┌────────

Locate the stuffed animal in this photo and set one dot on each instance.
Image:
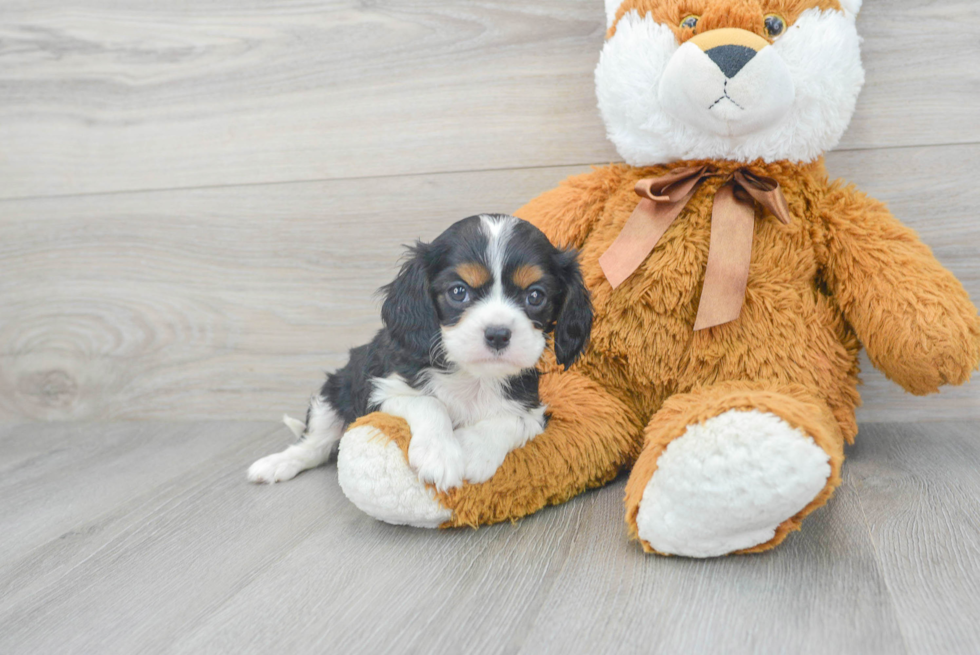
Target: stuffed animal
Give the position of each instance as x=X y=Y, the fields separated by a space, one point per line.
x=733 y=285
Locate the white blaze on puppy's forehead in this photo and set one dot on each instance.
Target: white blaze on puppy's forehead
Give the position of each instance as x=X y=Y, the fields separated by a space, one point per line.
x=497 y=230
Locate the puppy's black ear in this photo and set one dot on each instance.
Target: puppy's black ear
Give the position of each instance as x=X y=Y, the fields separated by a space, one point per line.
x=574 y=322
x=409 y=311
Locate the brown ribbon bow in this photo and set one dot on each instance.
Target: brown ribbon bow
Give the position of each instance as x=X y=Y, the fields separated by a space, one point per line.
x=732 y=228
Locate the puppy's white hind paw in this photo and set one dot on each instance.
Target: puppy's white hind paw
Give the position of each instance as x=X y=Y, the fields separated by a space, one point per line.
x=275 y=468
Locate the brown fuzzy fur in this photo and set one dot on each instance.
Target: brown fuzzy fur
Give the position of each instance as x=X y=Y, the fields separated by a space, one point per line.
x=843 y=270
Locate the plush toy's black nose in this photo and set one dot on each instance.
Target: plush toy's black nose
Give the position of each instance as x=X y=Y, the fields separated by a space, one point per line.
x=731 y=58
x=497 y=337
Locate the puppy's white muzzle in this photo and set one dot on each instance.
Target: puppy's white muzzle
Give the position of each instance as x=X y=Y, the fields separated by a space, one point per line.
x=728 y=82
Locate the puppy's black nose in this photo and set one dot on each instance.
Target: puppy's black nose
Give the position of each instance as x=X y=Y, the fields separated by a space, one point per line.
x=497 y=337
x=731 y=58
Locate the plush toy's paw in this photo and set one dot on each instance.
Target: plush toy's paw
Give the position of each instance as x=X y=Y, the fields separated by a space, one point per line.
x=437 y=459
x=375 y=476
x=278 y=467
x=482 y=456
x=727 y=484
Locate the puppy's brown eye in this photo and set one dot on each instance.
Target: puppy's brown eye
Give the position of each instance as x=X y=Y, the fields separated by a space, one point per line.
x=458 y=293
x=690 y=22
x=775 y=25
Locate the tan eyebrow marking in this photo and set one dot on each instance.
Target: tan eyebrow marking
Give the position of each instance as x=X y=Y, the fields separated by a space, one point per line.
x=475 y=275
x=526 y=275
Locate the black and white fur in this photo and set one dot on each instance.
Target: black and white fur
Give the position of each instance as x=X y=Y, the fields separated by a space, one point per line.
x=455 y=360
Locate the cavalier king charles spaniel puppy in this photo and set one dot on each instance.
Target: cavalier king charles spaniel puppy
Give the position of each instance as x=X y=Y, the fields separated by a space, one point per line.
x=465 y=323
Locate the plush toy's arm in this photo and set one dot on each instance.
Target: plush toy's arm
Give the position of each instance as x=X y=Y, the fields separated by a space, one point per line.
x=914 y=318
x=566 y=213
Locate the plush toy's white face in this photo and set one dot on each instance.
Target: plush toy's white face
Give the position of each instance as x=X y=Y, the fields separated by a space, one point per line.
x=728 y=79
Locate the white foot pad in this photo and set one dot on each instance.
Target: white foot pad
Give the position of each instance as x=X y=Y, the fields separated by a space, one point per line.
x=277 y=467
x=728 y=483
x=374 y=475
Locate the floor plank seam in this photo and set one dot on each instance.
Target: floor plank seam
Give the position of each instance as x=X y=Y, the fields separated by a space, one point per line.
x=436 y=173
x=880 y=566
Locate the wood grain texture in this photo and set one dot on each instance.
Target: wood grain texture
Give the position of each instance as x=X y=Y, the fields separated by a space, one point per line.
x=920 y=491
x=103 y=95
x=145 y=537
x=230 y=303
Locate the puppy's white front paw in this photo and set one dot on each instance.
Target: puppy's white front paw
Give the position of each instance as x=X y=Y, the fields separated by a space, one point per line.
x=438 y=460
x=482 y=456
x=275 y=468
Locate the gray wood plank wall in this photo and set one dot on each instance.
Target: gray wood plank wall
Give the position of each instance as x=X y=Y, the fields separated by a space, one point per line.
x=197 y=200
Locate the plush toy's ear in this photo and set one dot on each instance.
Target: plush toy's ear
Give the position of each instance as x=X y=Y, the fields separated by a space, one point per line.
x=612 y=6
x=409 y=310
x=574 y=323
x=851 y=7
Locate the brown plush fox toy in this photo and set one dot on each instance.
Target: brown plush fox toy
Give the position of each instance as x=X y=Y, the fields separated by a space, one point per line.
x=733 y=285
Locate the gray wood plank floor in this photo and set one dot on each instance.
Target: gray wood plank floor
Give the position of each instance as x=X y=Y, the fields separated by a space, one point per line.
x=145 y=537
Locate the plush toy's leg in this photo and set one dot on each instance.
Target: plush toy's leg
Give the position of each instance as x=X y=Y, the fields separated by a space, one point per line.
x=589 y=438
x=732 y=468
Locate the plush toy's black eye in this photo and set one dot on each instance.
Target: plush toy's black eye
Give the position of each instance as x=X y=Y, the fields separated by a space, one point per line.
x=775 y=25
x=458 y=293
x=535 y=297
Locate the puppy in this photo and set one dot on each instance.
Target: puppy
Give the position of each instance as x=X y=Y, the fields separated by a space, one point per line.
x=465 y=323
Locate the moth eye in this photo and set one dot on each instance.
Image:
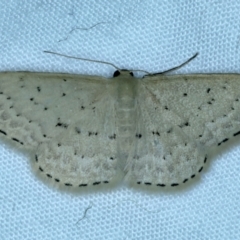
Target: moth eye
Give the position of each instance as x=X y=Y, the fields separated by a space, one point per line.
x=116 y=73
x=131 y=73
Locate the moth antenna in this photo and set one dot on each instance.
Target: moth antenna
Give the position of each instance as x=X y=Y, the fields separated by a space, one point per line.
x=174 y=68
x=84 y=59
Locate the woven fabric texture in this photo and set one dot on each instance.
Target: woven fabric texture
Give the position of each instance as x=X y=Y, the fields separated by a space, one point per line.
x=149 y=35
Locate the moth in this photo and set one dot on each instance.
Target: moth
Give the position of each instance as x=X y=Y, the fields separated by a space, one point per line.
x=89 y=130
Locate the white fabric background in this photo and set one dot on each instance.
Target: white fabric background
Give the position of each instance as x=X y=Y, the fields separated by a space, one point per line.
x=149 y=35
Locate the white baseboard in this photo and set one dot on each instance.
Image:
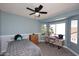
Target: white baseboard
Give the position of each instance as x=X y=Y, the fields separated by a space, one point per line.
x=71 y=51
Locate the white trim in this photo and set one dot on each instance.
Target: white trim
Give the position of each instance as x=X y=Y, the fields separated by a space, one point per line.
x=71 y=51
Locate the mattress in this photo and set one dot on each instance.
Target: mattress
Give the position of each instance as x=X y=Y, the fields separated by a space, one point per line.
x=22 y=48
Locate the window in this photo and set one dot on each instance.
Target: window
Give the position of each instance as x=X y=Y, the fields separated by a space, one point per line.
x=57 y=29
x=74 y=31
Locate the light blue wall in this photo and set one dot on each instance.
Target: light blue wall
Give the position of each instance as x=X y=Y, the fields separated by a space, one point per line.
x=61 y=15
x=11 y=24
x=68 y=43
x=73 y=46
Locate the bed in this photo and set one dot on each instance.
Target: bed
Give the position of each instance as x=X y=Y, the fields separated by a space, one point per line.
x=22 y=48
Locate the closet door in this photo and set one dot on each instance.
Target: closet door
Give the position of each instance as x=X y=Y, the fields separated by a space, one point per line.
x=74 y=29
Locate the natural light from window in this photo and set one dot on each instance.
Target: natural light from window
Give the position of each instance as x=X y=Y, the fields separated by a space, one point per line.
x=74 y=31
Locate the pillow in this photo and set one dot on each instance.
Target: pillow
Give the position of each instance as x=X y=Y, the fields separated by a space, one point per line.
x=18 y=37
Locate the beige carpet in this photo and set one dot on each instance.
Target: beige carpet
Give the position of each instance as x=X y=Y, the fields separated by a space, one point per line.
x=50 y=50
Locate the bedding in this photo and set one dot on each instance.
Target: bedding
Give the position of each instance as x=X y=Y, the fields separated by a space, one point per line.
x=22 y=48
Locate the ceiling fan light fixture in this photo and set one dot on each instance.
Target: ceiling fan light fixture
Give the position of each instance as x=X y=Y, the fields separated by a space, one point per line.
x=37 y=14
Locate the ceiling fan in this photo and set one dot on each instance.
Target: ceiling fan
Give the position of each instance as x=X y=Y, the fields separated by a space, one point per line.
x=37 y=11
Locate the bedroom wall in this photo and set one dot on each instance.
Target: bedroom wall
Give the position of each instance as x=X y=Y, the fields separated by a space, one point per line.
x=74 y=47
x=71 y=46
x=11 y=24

└────────
┌────────

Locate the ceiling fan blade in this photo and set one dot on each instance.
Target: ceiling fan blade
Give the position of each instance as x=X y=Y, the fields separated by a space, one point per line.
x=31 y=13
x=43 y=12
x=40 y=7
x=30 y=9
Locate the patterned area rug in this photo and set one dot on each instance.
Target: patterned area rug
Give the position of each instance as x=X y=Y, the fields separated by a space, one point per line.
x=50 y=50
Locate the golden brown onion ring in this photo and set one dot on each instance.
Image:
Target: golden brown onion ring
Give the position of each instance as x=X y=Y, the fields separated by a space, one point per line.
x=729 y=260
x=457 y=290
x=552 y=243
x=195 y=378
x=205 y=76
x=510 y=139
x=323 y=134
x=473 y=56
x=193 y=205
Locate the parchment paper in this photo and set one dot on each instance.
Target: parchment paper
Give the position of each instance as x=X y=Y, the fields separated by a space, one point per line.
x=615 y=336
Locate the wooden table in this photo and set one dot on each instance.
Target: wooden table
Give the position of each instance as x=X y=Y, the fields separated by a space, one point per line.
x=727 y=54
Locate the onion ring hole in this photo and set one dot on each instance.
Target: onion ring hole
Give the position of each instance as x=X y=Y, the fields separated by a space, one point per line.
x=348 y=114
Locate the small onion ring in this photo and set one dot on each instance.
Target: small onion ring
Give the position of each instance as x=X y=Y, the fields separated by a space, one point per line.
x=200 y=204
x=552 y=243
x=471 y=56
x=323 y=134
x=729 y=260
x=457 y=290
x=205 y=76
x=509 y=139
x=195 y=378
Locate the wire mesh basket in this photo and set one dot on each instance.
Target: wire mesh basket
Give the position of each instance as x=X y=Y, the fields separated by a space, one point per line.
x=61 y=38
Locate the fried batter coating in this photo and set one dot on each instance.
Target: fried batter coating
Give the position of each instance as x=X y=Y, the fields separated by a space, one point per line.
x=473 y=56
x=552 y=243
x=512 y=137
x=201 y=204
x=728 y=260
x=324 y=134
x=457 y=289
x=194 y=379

└────────

# INSTRUCTIONS FOR THE TASK:
Gather every line in the material above that contains the string "animal", treating uppercase and lowercase letters as distinct.

# TASK ANSWER:
Locate the stuffed animal in this photo and set one dot on each instance.
Target: stuffed animal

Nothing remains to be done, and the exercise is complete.